::: DATA EXTRACT :::

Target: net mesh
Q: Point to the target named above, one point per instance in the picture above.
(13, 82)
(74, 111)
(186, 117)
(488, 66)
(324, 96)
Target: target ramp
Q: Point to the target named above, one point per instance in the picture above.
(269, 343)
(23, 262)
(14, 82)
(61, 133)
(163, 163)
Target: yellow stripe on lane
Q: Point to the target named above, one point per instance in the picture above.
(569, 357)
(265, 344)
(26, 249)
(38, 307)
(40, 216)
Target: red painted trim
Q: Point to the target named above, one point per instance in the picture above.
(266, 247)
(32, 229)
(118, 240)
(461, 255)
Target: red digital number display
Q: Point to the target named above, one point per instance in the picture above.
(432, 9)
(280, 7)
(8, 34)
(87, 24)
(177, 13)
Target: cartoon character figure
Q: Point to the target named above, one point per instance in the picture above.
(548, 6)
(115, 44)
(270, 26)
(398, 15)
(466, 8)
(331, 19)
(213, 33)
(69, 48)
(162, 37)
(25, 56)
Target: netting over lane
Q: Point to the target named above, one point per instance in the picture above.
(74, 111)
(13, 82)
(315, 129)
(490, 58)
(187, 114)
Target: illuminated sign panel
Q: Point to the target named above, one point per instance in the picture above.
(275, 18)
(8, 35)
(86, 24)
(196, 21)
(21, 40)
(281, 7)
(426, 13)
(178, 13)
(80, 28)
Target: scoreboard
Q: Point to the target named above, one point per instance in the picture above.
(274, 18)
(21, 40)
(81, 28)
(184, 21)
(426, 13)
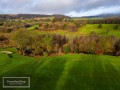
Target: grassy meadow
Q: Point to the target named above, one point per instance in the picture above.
(107, 29)
(65, 72)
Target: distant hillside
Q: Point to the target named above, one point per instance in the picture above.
(13, 16)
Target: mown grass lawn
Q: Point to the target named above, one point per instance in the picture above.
(67, 72)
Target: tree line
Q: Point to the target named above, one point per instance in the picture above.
(31, 44)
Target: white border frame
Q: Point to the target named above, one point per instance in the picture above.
(17, 86)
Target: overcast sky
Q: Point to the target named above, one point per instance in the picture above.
(68, 7)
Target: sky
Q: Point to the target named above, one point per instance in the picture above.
(73, 8)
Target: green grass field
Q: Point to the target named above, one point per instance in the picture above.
(106, 30)
(66, 72)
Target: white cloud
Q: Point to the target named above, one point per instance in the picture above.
(97, 11)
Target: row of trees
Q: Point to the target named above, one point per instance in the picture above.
(104, 21)
(37, 45)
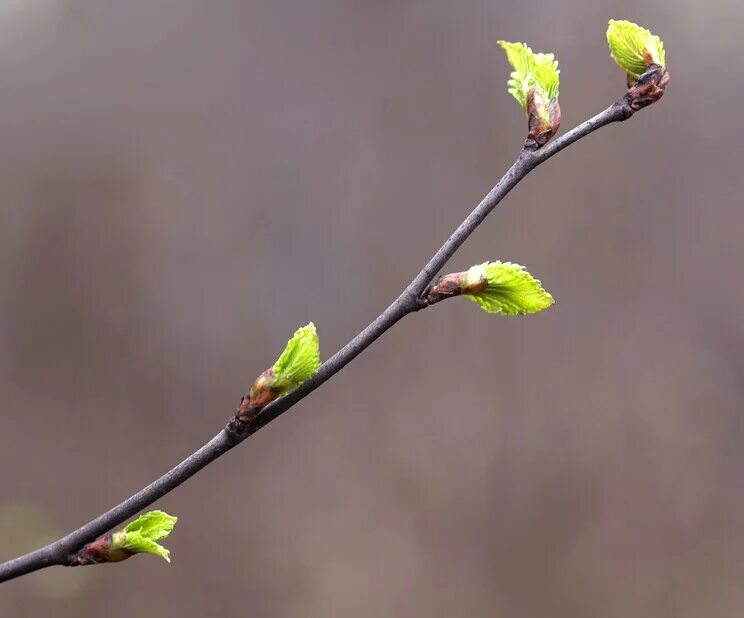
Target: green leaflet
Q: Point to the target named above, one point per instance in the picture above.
(140, 536)
(632, 47)
(299, 361)
(509, 289)
(531, 70)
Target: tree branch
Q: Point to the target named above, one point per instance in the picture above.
(64, 550)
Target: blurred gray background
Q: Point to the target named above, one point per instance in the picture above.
(185, 183)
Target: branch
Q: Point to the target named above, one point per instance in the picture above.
(65, 550)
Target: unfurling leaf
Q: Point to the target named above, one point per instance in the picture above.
(531, 71)
(505, 288)
(634, 48)
(141, 535)
(299, 361)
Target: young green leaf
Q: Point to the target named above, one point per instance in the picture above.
(531, 70)
(634, 48)
(140, 536)
(505, 288)
(299, 361)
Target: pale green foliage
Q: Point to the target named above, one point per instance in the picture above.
(510, 289)
(631, 46)
(299, 361)
(141, 535)
(531, 70)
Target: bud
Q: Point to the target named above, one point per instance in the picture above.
(641, 55)
(497, 287)
(140, 536)
(299, 361)
(534, 83)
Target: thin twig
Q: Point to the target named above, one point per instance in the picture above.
(62, 551)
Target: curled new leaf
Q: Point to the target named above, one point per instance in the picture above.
(634, 48)
(531, 70)
(505, 288)
(299, 361)
(141, 535)
(534, 84)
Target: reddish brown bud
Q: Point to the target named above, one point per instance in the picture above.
(544, 118)
(649, 88)
(100, 551)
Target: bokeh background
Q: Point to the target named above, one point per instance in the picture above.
(185, 183)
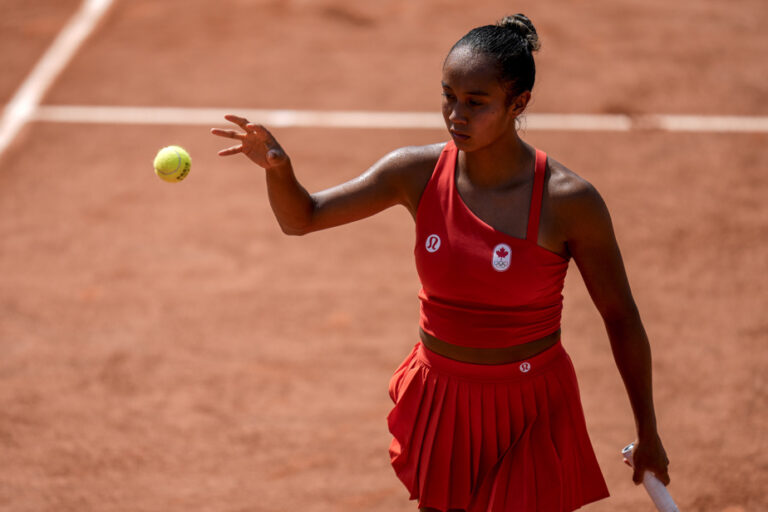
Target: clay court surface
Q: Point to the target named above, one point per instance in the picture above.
(166, 348)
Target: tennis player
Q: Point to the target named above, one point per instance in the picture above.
(487, 414)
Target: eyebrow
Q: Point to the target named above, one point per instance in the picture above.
(470, 93)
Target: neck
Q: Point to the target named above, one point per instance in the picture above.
(503, 163)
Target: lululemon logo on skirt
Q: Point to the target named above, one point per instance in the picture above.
(433, 243)
(502, 255)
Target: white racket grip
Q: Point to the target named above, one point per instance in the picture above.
(656, 490)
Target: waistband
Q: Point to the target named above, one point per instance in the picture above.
(507, 372)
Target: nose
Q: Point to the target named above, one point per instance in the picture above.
(456, 114)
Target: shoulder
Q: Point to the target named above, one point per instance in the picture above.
(412, 158)
(409, 170)
(573, 200)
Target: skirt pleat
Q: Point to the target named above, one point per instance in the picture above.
(492, 438)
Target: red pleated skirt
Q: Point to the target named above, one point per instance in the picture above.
(492, 438)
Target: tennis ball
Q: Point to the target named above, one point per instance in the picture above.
(172, 163)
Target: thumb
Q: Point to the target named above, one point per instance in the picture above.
(276, 156)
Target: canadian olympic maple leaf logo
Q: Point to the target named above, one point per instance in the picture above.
(502, 257)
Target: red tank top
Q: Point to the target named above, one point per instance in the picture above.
(482, 287)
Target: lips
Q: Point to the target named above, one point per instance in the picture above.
(459, 135)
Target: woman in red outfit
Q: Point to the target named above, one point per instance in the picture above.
(487, 413)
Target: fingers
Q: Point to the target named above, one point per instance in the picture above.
(228, 133)
(233, 150)
(239, 121)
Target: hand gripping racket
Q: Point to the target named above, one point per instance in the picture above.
(656, 490)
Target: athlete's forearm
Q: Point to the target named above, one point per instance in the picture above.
(291, 203)
(632, 354)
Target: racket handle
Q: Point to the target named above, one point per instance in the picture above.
(656, 490)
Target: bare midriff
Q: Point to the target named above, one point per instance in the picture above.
(478, 355)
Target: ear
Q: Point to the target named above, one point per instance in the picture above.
(519, 103)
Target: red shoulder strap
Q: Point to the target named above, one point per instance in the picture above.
(538, 192)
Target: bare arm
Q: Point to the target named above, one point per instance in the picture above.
(398, 178)
(592, 243)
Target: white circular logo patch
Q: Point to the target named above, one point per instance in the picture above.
(433, 243)
(502, 256)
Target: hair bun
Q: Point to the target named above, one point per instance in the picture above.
(523, 27)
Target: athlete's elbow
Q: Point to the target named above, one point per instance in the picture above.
(294, 230)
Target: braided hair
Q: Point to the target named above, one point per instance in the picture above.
(510, 43)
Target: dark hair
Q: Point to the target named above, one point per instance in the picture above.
(510, 43)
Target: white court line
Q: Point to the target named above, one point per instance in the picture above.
(392, 120)
(22, 106)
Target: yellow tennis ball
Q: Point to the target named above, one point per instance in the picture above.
(172, 163)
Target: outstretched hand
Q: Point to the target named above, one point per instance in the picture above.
(257, 143)
(649, 455)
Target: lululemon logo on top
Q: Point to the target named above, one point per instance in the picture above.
(433, 243)
(502, 255)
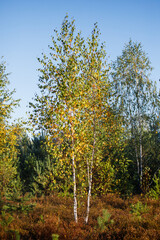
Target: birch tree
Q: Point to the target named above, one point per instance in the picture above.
(72, 108)
(136, 97)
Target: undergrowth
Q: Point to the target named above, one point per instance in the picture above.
(110, 218)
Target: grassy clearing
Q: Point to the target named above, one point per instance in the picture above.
(110, 218)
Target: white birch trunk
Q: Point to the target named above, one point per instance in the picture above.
(90, 174)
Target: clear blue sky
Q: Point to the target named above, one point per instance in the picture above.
(26, 27)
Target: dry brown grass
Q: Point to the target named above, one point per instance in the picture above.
(54, 215)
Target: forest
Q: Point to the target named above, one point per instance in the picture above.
(86, 163)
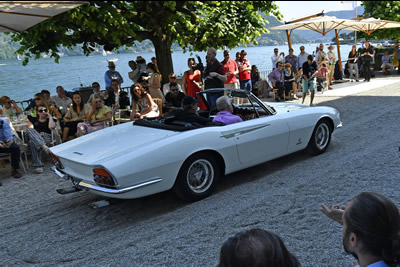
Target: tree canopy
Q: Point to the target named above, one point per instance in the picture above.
(387, 10)
(194, 25)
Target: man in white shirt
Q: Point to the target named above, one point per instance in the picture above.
(301, 58)
(61, 100)
(277, 58)
(167, 87)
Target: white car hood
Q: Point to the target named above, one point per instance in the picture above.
(286, 107)
(110, 142)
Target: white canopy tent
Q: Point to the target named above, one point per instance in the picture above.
(17, 16)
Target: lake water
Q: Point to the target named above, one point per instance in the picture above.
(22, 82)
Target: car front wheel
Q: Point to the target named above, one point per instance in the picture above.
(197, 177)
(320, 138)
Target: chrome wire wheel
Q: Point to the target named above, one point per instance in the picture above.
(322, 136)
(200, 176)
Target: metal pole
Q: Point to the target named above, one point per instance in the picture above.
(355, 32)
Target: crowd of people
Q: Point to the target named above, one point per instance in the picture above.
(316, 71)
(371, 233)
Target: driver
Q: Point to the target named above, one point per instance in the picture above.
(189, 112)
(225, 111)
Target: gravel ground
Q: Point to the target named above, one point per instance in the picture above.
(43, 228)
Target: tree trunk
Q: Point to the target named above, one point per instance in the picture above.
(164, 58)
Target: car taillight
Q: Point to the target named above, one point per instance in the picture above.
(56, 161)
(103, 177)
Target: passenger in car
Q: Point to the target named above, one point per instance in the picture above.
(147, 107)
(189, 112)
(225, 111)
(97, 118)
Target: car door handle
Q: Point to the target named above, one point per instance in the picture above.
(241, 131)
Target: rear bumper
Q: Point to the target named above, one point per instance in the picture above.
(86, 186)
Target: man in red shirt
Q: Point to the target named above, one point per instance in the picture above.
(245, 72)
(231, 70)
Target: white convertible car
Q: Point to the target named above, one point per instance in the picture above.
(145, 157)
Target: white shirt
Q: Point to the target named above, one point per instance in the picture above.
(166, 88)
(275, 59)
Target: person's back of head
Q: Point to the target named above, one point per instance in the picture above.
(256, 248)
(375, 220)
(223, 103)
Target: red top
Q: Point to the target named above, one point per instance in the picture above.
(244, 75)
(230, 67)
(192, 88)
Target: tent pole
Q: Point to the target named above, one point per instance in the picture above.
(339, 58)
(288, 36)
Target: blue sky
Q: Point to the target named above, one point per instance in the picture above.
(298, 9)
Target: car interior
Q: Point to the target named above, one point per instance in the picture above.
(245, 105)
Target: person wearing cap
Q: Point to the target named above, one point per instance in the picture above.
(9, 106)
(225, 109)
(331, 65)
(112, 74)
(189, 112)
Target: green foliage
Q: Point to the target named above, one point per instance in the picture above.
(194, 25)
(387, 10)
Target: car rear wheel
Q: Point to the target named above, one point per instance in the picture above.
(320, 138)
(197, 177)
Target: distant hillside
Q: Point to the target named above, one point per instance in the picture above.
(344, 14)
(8, 48)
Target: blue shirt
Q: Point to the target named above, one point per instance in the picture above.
(227, 117)
(5, 131)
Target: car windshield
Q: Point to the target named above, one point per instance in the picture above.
(240, 99)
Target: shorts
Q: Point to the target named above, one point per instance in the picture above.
(310, 85)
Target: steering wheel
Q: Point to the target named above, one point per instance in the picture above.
(213, 109)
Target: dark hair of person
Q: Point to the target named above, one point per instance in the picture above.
(153, 67)
(43, 99)
(142, 94)
(44, 91)
(375, 220)
(74, 105)
(256, 248)
(37, 108)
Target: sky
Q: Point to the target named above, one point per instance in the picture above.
(298, 9)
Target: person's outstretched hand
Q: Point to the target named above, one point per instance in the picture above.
(335, 213)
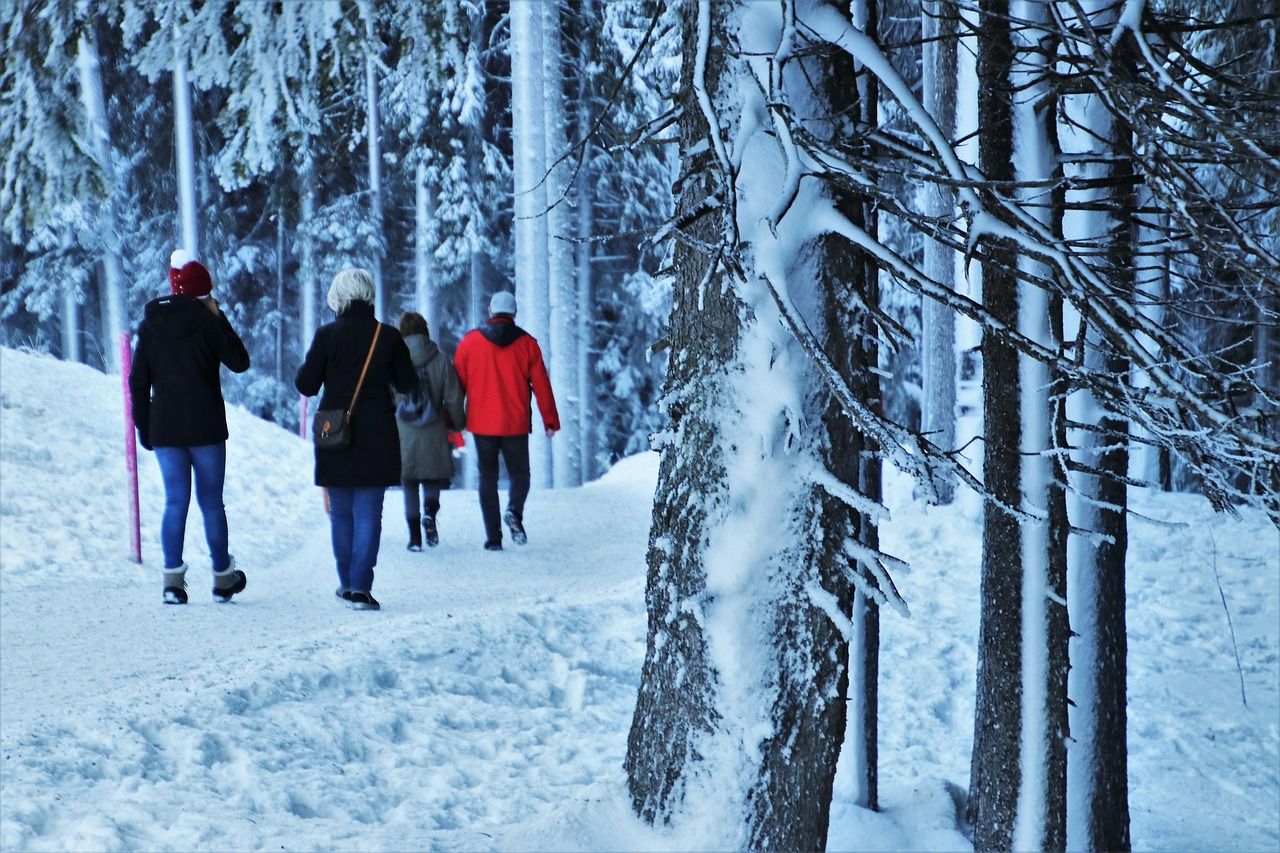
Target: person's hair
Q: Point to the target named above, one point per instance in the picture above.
(414, 323)
(352, 284)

:::

* _DIRECTIONS_
The line containing "Target: dark hair of person" and each line after it through the end of the listing above are to be written out exactly, without the pictures.

* _ANSWER FOR THIS EXERCISE_
Target: dark hair of person
Q: Point to the target named above, one point per instance in the picture above.
(153, 67)
(43, 99)
(142, 94)
(44, 91)
(375, 220)
(74, 105)
(256, 248)
(37, 108)
Target: sky
Q: Point to the target named above, one point per instance in the picture above.
(298, 9)
Target: person's outstretched hand
Q: Point to the target named above, one point per instance in the picture above.
(335, 213)
Target: person's hair
Q: Point to the target named above, one point per instance in the picture above.
(414, 323)
(352, 284)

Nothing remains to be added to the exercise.